Task item:
I would like every record printed again, exactly as shown.
Data to use Block Start
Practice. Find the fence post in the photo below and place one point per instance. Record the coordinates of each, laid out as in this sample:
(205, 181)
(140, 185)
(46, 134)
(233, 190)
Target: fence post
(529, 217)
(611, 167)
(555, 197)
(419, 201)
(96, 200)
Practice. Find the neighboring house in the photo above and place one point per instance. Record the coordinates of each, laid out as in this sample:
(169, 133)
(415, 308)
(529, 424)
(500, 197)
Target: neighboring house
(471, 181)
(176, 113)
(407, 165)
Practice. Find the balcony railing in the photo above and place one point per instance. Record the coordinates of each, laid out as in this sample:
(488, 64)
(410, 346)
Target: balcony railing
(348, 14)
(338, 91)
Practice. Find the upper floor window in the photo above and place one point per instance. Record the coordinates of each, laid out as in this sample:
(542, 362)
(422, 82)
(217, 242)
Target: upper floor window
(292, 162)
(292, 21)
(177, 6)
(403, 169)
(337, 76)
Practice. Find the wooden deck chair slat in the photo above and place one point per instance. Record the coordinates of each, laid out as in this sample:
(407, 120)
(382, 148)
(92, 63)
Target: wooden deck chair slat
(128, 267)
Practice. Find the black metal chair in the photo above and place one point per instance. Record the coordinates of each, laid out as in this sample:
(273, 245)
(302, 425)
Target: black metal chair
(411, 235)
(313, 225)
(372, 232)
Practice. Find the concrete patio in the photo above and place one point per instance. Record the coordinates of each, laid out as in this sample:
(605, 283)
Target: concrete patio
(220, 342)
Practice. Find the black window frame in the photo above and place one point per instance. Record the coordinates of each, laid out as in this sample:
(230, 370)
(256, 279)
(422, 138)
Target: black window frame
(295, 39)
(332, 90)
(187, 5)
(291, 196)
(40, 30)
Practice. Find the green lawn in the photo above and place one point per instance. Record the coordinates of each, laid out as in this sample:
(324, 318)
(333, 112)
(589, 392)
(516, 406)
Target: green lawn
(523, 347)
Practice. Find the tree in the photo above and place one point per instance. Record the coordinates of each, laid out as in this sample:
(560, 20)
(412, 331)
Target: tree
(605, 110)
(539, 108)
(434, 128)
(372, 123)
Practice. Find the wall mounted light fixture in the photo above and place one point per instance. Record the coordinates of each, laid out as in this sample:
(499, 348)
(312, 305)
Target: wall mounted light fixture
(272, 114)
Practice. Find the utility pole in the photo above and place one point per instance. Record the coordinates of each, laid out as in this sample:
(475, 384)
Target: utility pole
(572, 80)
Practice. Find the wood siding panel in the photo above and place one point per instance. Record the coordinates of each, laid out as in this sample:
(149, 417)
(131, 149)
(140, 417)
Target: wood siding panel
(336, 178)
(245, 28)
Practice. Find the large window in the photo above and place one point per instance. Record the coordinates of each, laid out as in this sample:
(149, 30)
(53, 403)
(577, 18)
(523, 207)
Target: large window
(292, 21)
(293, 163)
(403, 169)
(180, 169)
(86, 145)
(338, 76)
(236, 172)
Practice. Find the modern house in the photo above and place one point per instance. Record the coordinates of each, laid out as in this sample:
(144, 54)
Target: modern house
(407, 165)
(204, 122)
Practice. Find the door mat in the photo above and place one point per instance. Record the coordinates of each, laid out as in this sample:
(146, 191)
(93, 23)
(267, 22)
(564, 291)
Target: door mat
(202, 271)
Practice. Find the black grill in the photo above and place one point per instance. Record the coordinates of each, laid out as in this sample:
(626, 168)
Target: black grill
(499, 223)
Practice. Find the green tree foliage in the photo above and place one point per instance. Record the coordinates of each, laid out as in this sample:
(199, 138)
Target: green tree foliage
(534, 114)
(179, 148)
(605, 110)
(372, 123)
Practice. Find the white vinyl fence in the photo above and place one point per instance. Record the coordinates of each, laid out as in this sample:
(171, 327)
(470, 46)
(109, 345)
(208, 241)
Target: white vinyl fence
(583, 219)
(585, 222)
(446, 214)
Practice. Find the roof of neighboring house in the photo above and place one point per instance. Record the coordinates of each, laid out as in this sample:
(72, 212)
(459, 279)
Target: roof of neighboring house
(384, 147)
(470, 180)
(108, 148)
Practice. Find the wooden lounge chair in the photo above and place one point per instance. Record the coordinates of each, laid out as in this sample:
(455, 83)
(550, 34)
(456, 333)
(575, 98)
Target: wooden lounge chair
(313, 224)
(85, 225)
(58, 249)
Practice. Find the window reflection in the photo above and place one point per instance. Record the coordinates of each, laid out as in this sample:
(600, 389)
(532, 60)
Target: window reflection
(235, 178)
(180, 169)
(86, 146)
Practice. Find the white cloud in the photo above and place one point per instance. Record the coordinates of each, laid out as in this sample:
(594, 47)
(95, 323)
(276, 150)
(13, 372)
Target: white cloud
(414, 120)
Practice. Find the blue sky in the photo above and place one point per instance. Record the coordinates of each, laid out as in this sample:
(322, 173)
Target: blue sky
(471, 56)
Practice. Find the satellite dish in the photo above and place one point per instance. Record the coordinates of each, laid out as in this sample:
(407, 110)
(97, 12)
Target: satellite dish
Data to use Block End
Written answer:
Practice. Find the fence post in the photo below and place one point per instance. Record the coordinates of each, laid out as in this sample:
(205, 181)
(140, 185)
(46, 134)
(233, 190)
Target: fence post
(529, 217)
(611, 167)
(555, 197)
(419, 201)
(96, 200)
Practice. Find the neighboring house in the photo above and place one point per instance. Record the coordinates of each, laid out as in this sample:
(169, 133)
(415, 308)
(529, 424)
(500, 197)
Target: neighboring house
(471, 181)
(176, 113)
(407, 165)
Practice. Find the balcony railing in the photo above and place one point per instance. Record the coordinates of each, laid out as in this sample:
(488, 64)
(410, 346)
Target: balcony railing
(348, 14)
(338, 91)
Practice. Find the upper floor window in the photo above and place one point per instance. Record the coordinates of each, laid out as in this sample:
(542, 362)
(422, 82)
(217, 242)
Target: upper floor window
(292, 162)
(292, 21)
(177, 6)
(403, 169)
(337, 76)
Practice. Find the wooden deck chair slat in the photo above and place one point per instance. Record the coordinates of each, laid out as in this sample:
(407, 120)
(382, 148)
(92, 63)
Target: wooden deck chair slat
(128, 267)
Practice. Find the black metal chair in the photo above and place one point per instance. Record the coordinates of each, laid out as in this sample:
(273, 245)
(302, 425)
Target: black metal chair
(411, 235)
(313, 225)
(372, 232)
Practice. Find the concrete patio in the photo above and place one point per instance. Record the coordinates of each, laid out as in this sample:
(605, 283)
Target: concrete patio
(220, 342)
Practice. Find the black window frame in the photo above and place one point per instance. Record the coordinates of each, laid out as in this sample:
(230, 370)
(256, 279)
(422, 138)
Target: black window frame
(295, 39)
(332, 90)
(187, 5)
(291, 196)
(40, 30)
Practice. Find the green lawn in the photo above and place one point per instance. Record the coordinates of each, laid out as in this sample:
(324, 318)
(333, 112)
(589, 392)
(516, 406)
Target: green lawn
(523, 347)
Practice. Find the tree in the photo above and place one point per instance. Record the coordinates of each, laid out as in this sample:
(560, 20)
(412, 331)
Target: tree
(605, 110)
(539, 108)
(434, 128)
(372, 123)
Practice. Find the wall mounted light fixture in the photo above and place one point per instance. Record the coordinates of each, laid out as in this sample:
(499, 348)
(312, 305)
Target: wall mounted light fixture
(272, 114)
Practice. Find the utility pole in the photo above and place one point per instance. Record the coordinates of each, laid out as in this sample:
(475, 384)
Target: utility pole
(572, 80)
Practice. Find the wood siding panel in the photo above and place one point per instance. Record the coordinates of each, laid out as in this sample:
(149, 417)
(131, 149)
(140, 417)
Target: wood siding panel
(336, 178)
(245, 28)
Practice. Find the large window in the photo above and place one point per instance. Record the coordinates of each, laid out as in this sample:
(149, 30)
(53, 403)
(577, 18)
(523, 207)
Target: large window
(292, 21)
(293, 163)
(403, 169)
(180, 169)
(86, 145)
(338, 76)
(236, 172)
Practice. Find the modern house in the photo above and place one point per instance. Record the coordinates of each, laid out as in this sample:
(144, 54)
Target: modern house
(407, 165)
(204, 122)
Practice. Find the door mat in the photo above and place one point per instance. Record the coordinates of each, laid out as in this sample:
(146, 191)
(93, 23)
(267, 22)
(564, 291)
Target: door mat
(202, 271)
Practice. Find the black grill in the photo above and place one point per instance. Record the coordinates of each, laid out as in this sample:
(626, 168)
Target: black grill
(499, 223)
Practice. Find the green tree foliage in the photo above and place one point per instance. Record the coordinates of each, laid out as in this sample:
(199, 138)
Target: green tree foliage
(534, 114)
(179, 148)
(605, 110)
(372, 123)
Practice. Find the white vinyl fence in the photo above and place one point per instance. Record the coordinates of each, laid out as in this sample:
(171, 327)
(470, 46)
(109, 345)
(208, 241)
Target: white vinyl fence
(583, 219)
(585, 222)
(446, 214)
Practice. Find the roof of neighboring house in the photo above and place one point per instance. Record the coordinates of each, laid out as in this sample:
(72, 212)
(459, 279)
Target: roof of neighboring house
(384, 147)
(470, 180)
(108, 148)
Practice. Find the wooden lounge chair in the photo above and place one point per instance. Record the coordinates of each, laid out as in this sample:
(455, 83)
(550, 34)
(456, 333)
(575, 98)
Target: wooden lounge chair
(313, 224)
(85, 225)
(58, 249)
Practice. Find the window reflection in the photo above and place one point per instance. Record the coordinates of each, laid out as in this sample:
(600, 389)
(532, 60)
Target: window reflection
(235, 178)
(180, 169)
(86, 146)
Practice. Find the white cloud in the photo above and place one point per instance. Record the coordinates of each, laid out as in this sample:
(594, 47)
(95, 323)
(276, 150)
(13, 372)
Target: white cloud
(414, 120)
Practice. Find the blue sky in the photo above and place one point per instance. Record the coordinates of each, laid out as in this sample:
(322, 173)
Target: blue sky
(471, 56)
Practice. Find the satellite dish in the photo above and place one point per instance. Record the coordinates of each, laid out as in this sample:
(407, 110)
(97, 12)
Target: satellite dish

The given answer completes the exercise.